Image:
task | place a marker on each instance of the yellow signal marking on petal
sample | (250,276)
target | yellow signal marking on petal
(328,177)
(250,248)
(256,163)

----------------

Copy out every line of the listing above with no changes.

* [RESULT OF THE TASK]
Image:
task | place a marker on each instance of the yellow signal marking on petal
sample | (250,276)
target | yellow signal marking on petal
(328,177)
(250,248)
(256,163)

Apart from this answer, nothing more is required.